What this task involves:
In everything from the first line down to the line with "positive clicks: (87, 690)", switch "target" to "object". Give back only those lines, with nothing else changed.

Available data:
####

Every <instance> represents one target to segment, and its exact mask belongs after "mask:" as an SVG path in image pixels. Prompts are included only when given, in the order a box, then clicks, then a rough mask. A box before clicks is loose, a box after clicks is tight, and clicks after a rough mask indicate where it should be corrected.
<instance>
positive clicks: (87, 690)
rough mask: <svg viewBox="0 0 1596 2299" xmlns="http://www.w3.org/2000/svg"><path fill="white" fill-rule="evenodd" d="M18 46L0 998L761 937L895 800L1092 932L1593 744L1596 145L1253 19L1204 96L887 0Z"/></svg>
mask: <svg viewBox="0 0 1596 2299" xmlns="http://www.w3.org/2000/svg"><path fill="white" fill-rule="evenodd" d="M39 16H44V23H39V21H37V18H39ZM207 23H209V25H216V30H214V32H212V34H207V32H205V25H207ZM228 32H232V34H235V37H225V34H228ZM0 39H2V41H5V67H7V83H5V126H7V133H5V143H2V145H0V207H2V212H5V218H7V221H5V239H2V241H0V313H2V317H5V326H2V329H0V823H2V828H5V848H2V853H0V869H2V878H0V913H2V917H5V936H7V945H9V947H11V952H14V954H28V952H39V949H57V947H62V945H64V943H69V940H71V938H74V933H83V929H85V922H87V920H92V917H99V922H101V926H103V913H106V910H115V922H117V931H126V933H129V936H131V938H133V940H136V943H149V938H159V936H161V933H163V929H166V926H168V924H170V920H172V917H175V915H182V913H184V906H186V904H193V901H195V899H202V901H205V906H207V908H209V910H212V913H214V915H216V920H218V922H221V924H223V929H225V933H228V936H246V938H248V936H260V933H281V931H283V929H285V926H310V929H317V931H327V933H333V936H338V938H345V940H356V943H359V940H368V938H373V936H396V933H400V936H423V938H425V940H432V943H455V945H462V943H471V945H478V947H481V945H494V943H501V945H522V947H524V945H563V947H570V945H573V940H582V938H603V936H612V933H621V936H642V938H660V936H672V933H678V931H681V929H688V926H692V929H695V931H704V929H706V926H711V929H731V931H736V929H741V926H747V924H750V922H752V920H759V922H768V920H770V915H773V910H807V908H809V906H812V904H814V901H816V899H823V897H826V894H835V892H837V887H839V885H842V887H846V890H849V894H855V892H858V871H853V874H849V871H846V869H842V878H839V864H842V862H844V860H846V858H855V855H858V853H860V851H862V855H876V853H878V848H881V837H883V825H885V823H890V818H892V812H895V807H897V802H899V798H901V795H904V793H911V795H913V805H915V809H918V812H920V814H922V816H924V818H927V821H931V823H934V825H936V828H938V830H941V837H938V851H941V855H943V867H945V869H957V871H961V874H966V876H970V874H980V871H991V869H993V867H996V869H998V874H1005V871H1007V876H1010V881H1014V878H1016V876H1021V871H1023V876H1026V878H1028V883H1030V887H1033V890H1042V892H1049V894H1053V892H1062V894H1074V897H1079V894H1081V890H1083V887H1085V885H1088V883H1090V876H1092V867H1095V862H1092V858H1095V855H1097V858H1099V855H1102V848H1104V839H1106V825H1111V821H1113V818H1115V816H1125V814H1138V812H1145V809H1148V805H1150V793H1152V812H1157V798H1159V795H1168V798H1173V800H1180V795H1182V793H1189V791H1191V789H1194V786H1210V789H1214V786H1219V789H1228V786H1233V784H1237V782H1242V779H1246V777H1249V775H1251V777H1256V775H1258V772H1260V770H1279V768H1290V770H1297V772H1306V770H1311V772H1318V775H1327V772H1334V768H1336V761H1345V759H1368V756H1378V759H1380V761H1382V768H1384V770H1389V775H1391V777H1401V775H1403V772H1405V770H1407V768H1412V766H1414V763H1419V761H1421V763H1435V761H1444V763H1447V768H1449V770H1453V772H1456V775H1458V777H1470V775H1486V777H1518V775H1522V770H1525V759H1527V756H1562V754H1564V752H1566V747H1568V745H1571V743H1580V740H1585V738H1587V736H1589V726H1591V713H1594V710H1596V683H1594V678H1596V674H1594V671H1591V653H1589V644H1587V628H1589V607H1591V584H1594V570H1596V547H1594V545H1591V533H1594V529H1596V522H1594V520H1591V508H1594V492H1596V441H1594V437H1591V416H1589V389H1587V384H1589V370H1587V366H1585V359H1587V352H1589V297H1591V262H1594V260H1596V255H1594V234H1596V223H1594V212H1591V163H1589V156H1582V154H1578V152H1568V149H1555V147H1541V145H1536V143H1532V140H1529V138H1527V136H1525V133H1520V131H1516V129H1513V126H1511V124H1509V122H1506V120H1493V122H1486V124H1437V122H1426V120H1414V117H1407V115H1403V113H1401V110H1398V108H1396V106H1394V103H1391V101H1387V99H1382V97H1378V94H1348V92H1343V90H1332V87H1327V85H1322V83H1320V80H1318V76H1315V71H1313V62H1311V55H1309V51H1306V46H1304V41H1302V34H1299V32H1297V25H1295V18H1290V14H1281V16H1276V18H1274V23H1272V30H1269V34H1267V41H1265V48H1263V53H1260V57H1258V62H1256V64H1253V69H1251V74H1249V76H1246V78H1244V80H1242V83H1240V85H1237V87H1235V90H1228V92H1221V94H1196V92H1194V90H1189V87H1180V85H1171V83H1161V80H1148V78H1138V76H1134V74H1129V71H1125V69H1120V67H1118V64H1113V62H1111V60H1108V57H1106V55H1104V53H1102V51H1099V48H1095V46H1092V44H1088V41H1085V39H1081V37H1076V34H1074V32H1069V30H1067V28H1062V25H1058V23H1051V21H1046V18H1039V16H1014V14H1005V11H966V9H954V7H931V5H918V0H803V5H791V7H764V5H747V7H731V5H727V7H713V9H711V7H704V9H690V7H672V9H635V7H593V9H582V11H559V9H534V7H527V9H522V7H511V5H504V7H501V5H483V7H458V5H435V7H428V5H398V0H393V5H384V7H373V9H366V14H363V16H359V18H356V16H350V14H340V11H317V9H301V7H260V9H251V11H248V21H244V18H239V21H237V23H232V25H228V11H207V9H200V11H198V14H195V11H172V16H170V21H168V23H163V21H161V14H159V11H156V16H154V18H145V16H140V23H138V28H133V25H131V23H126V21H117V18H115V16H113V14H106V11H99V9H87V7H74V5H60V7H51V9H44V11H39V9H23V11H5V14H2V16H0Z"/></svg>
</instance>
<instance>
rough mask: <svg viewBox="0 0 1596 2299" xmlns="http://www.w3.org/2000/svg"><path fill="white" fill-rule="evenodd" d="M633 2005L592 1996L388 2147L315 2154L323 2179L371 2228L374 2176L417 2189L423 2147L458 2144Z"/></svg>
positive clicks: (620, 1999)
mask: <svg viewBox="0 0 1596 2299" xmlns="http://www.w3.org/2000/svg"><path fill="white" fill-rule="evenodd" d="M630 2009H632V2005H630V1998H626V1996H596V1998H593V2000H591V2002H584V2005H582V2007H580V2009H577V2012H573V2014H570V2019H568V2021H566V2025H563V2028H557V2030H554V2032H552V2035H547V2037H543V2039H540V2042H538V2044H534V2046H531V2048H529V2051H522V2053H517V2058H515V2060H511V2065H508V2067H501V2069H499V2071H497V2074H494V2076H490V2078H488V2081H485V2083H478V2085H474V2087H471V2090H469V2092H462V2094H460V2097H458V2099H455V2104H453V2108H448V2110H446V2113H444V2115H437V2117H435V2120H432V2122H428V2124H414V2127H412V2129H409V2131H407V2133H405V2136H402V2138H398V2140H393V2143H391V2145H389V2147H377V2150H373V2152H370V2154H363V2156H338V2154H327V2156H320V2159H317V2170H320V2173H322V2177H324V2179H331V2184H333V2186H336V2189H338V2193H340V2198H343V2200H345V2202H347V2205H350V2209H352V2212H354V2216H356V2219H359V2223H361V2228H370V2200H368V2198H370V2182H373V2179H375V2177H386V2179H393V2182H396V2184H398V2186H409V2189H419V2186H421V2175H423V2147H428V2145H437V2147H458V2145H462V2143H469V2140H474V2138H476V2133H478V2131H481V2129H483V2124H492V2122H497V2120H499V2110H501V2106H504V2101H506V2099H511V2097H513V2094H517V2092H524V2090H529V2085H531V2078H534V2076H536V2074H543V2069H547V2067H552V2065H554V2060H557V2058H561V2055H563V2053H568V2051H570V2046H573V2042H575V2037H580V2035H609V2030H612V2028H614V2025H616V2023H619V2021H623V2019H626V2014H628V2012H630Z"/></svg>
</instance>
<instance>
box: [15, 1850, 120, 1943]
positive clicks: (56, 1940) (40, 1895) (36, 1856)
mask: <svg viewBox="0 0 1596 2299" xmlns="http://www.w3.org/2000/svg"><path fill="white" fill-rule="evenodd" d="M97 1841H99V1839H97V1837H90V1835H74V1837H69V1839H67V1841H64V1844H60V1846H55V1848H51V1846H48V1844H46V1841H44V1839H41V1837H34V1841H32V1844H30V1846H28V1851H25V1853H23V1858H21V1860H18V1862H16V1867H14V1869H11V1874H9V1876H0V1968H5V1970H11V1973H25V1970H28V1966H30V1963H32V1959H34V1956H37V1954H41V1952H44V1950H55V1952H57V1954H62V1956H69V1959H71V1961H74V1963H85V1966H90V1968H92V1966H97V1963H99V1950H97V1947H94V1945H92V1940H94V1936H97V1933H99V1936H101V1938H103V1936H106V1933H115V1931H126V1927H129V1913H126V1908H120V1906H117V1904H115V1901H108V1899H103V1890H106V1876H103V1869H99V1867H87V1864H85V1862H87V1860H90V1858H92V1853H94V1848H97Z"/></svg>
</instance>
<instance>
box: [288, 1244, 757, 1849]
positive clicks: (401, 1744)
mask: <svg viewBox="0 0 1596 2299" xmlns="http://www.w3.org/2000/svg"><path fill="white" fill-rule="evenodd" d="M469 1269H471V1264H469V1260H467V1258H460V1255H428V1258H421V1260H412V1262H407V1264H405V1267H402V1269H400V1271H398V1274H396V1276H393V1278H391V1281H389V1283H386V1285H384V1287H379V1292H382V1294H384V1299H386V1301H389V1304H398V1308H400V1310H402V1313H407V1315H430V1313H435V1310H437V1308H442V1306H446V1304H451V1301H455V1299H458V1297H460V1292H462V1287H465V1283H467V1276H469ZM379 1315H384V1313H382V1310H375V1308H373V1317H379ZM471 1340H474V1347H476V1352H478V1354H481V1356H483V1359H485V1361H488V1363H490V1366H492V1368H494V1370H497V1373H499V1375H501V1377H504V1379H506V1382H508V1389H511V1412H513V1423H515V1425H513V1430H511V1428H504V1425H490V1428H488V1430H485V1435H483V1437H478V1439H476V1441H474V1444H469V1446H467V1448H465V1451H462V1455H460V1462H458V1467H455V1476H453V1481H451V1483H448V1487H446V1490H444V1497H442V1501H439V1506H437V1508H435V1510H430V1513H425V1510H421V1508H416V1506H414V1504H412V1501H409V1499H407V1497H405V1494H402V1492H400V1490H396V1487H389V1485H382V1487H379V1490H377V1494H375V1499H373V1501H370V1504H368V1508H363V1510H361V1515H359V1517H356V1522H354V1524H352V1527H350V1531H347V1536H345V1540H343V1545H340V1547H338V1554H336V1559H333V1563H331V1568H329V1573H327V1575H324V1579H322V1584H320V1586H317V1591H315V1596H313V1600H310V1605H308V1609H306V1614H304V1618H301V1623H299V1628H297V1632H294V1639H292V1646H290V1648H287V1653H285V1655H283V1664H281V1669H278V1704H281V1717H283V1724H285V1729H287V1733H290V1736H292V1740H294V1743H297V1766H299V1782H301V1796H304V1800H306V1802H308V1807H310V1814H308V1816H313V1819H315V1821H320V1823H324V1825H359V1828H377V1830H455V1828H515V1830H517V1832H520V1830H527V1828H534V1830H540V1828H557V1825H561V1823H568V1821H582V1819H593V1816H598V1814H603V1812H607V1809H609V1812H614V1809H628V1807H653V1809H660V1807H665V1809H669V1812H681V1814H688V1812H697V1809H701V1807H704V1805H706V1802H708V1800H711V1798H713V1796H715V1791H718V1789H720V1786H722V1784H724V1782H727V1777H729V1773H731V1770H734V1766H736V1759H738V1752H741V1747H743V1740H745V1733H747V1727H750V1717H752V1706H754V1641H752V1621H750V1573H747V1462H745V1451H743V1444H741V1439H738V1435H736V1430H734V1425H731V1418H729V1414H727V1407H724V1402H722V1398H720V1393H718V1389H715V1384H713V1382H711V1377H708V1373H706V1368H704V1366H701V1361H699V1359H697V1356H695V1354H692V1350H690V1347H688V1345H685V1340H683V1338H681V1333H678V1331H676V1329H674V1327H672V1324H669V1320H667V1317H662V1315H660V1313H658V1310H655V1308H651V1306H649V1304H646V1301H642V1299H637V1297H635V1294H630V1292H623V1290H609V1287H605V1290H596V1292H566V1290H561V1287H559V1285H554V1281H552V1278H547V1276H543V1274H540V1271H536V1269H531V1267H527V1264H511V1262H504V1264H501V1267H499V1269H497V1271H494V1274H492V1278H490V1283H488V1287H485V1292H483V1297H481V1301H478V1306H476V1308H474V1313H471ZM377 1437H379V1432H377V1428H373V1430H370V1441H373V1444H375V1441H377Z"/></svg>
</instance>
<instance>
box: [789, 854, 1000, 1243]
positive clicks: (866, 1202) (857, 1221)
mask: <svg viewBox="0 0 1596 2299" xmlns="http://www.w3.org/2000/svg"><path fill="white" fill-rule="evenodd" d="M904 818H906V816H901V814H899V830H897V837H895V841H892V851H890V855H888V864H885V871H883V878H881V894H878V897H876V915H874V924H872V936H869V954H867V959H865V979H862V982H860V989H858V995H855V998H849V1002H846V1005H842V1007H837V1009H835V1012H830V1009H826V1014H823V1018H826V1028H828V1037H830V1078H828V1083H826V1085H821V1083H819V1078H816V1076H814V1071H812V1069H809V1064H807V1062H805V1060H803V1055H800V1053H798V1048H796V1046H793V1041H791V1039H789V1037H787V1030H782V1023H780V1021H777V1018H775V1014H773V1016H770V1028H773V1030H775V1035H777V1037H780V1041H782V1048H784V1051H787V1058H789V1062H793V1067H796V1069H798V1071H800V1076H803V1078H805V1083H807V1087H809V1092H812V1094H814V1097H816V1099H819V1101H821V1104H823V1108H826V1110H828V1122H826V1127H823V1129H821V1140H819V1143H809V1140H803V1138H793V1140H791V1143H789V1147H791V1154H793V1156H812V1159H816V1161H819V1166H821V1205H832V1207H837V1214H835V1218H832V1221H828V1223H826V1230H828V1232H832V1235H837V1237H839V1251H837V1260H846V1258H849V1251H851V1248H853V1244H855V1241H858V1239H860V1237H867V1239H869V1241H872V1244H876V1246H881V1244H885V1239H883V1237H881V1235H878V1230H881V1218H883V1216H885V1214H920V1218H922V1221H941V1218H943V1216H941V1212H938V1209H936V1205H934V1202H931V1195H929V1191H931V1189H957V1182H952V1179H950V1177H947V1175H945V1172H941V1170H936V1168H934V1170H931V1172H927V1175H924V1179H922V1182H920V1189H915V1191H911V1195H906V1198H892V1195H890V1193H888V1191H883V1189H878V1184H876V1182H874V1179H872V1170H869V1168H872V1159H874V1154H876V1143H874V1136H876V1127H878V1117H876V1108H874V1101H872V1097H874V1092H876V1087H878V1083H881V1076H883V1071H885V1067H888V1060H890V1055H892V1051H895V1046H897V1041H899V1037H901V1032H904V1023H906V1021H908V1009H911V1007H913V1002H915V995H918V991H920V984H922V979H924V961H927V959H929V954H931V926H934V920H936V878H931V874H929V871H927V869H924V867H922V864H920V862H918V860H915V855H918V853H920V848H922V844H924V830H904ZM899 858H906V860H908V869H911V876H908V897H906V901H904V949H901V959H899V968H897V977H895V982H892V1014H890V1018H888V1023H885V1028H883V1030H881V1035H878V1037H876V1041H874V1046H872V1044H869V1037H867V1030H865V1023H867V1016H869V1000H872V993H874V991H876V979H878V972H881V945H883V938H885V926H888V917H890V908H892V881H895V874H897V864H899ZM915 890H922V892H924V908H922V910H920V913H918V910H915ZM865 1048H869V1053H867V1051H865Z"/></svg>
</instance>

####

Expected answer:
Every <instance> represents one object to segment, and its exact mask belongs after "mask:" as an SVG path in image pixels. Prompts are included only when given, in the order a box, then clicks, then a rough mask. A box before clicks is loose, a box after clicks is tight, and clicks after a rough mask indicate where it should be corrected.
<instance>
positive clicks: (87, 690)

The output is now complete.